------ MATERIAL SHOWN
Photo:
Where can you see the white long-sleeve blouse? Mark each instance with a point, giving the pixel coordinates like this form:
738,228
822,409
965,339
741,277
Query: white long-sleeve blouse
------------
EXERCISE GOAL
Output every line of the items above as a JSON list of strings, one string per line, skipping blank lines.

RESPONSE FOR THIS EXERCISE
[
  "Photo:",
  "Where can you see the white long-sleeve blouse? Mark each instance with a point, giving the pixel coordinates like this form:",
  "738,228",
  "822,409",
  "965,339",
  "741,277",
  "Query: white long-sleeve blouse"
]